**SELECTED TEXT**
>>
He turned to the $12 gas scenario, stating that this is a likely
best-case scenario for new natural gas prices, but even then,
the contract cost is a little over $0.07/KWh in 2028. That cost
beats Chugach's new avoided cost and it also beats both Homer
and MEA's costs. This means that whenever gas reaches $12/MCF,
solar will beat that price. He said the solar price comes from a
relatively small six-megawatt solar farm that lacks the
economies of scale associated with larger solar developments,
but developers are exploring the potential for much larger wind
and solar projects in the Railbelt. In such cases, the cost of
power is likely to decrease over time. He highlighted that there
was already one solar contract close to MEA's avoided cost and
poised to beat other avoided costs if natural gas prices
increase.
2:11:45 PM
MR. ROSE displayed slide 12, Impact of Three Possible LNG Import
Prices on Annual Household PCE Reimbursements, stating that this
graph reflects an interesting element because the cost of power
in Fairbanks and Anchorage has a statewide impact.
2:11:57 PM
CHAIR BJORKMAN summarized that SB 101 is a government mandate
for utilities to generate a certain percentage of their power
from renewables. He noted that the presentation thus far had
discussed the rising cost of gas and why those same utilities
are under market pressure to adopt a portfolio of Renewable
Energy Standards. He further noted that MEA and HEA already were
engaged in this process with independent power producers (IPP).
He asked why a government mandate is needed if market forces are
encouraging utilities to include renewables as part of their
power generation and certain utilities are already including
renewables to diversify their power generation.
MR. ROSE replied that one reason is that there isn't a
competitive market. The four utilities are monopolies that each
act independent of the others. The Railbelt Reliability Council
(RRC) was established, but there isn't an Independent System
Operator (ISO) to operate the grid efficiently as one grid. Most
jurisdictions in the lower 48 have an ISO. The Regulatory
Commission of Alaska (RCA) has ordered both Matanuska Electric
(MEA) and Chugach Electric Association (CEA) to start acting in
a tight power pool which is moving toward an ISO. This isn't
fully fledged, and it doesn't include Homer Electric Association
(HEA) or Golden Valley Electric Association (GVEA). To move
forward efficiently, the utilities have to address system
operation.
MR. ROSE stated that it is also necessary to deal with what is
called pancaking transmission tariffs. Each utility owns a part
of the transmission and they charge a toll to move the electrons
through their separate service areas. These accumulate or
pancake one on top of the other potentially making the cost of
delivering the power up and down the Railbelt more expensive
than the cost to generate it. REAP believes that if there were a
mandate, the utilities would be forced to operate more
efficiently. This means that each of the utilities would not be
charging a toll to move the electrons through their respective
service areas.
<<
**EXERCISES TO COMPLETE**
- A) In the Railbelt energy hearing excerpt, which two utilities has the Regulatory Commission of Alaska ordered to act in a tight power pool?
- B) Render this sentence from the Railbelt energy hearing excerpt in Spanish: "Most jurisdictions in the lower 48 have an ISO."
- C) Carry the Railbelt energy hearing excerpt forward from its final sentence.

**Stored dataset items**
>>
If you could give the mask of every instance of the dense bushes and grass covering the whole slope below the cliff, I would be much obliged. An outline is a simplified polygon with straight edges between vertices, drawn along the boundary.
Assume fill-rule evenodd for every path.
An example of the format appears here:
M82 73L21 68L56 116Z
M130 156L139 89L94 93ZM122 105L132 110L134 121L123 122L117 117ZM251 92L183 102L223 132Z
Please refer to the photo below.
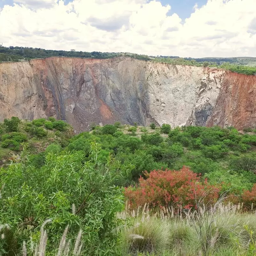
<<
**RESPONSES BY TASK**
- A) Matanuska Electric (MEA) and Chugach Electric Association (CEA).

- B) La mayoría de las jurisdicciones de los 48 estados contiguos tienen un ISO.

- C)
2:15:06 PM
MR. ROSE said another issue is that there are transmission
constraints that make it more difficult to move power between
the Anchorage/MatSu area, Fairbanks, and the Kenai Peninsula.
These constraints limit transmission to 80 megawatts. The area
around Willow has a similar constraint and all the utilities
agree that these need to be fixed. The utilities have applied
for federal grant money that's available for this but there
isn't complete agreement about how much transmission is needed
for reliability without "gold plating" the system.
MR. ROSE returned to the first point about not having a
competitive market. He explained that the four utilities are
able to calculate their avoided costs using different
methodologies so there isn't a target price for the entire
Railbelt. Independent power producers (IPP) that want to sell
into the market have to deal with each utility separately
because transparency and consistency in the market price is
lacking.
2:17:20 PM
MR. ROSE returned to slide 12 and explained that the Power Cost
Equalization (PPE) program is based on equalizing the cost of
power in Anchorage, Fairbanks, and Juneau with the cost of power
outside of those areas. As the prices in Anchorage and Fairbanks
have increased, it has reduced the amount of the subsidy for
people outside the Railbelt. The impact becomes more significant
on PCE consumers in a $12, $18, or $25 gas price scenario.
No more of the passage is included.